WORK TO COMPLETE: In the passage about Bartimaeus, how does he respond when many sternly order him to be quiet?
Start of SUPPLIED PASSAGE
None of this makes any difference to Bartimaeus and his dream.  He becomes a public nuisance, calling out to Jesus, to heal his blindness, “Have mercy on me!”

 

Bartimaeus, “shouts out and says, ‘Jesus, Son of David, have mercy on me!’ 48Many sternly ordered him to be quiet, but he cried out even more loudly, ‘Son of David, have mercy on me!’

 

There!  Did you hear it?  The voices of the dream stealers and vision crushers.

 

“Many sternly ordered him to be quiet…”

These is how the Gospel writer Mark, describes the “dream stealers.”  Who are these “many?”  Are they the Jerichoan townspeople who have seen this blind beggar, Bartimaeus sitting on the ground near city gate for so long, dismissing him as simply an unfortunate tragedy of nature, whom neither they nor society had anything to offer?  Did these townsfolk resent Bartimaeus’ embarrassing outbursts, wishing they could get Jesus’ attention, hating the fact that this marginal, annoying guy was trying to horn in on their action to approach the celebrity, Jesus, the new rising star in the Jewish community, the rabbinic teacher who was getting everyone’s attention and happened to be passing through town?
End of SUPPLIED PASSAGE
Start of SOURCE MATERIAL
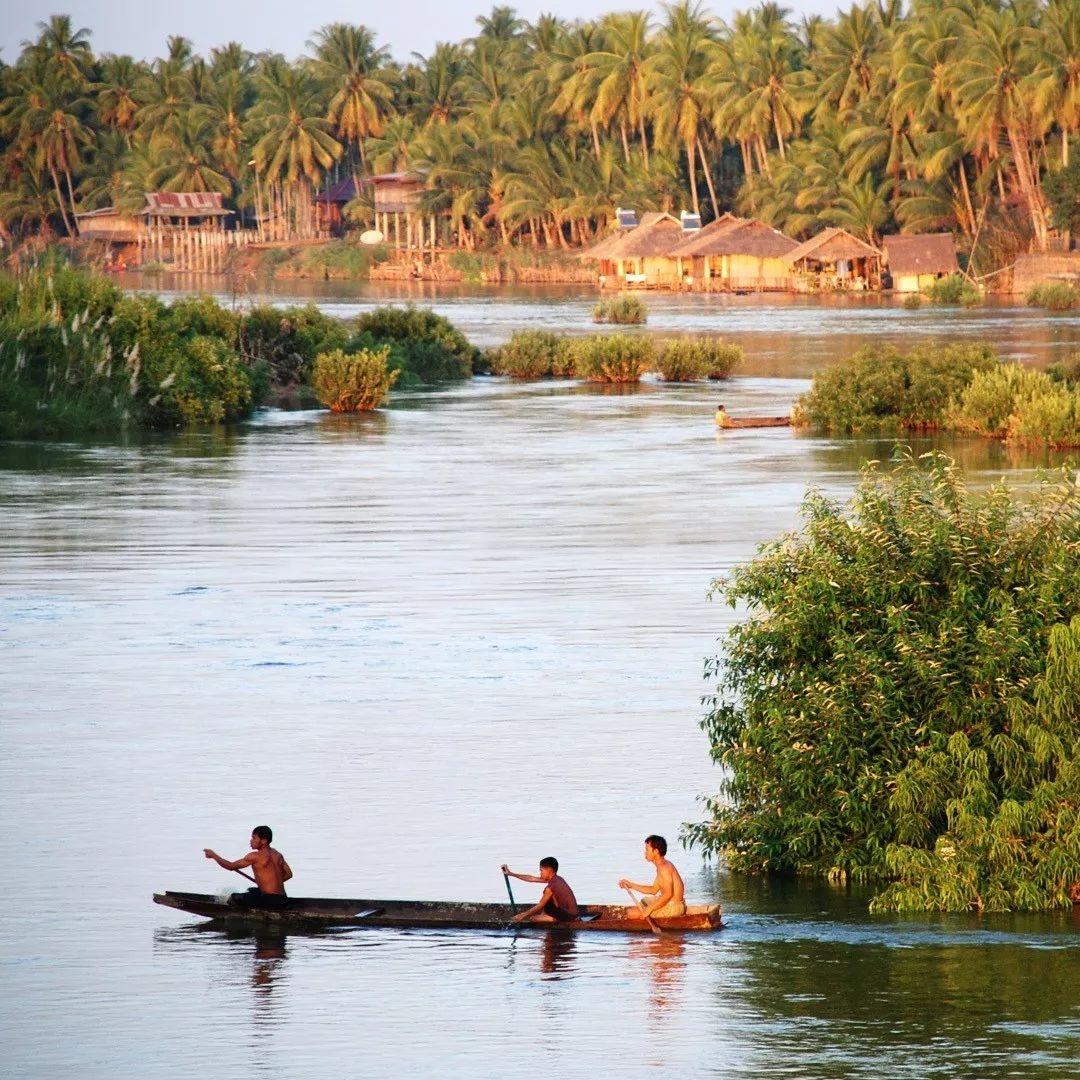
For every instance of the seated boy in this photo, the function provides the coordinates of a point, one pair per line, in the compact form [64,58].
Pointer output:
[557,903]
End of SOURCE MATERIAL
TASK RESPONSE: He cries out even more loudly, "Son of David, have mercy on me!"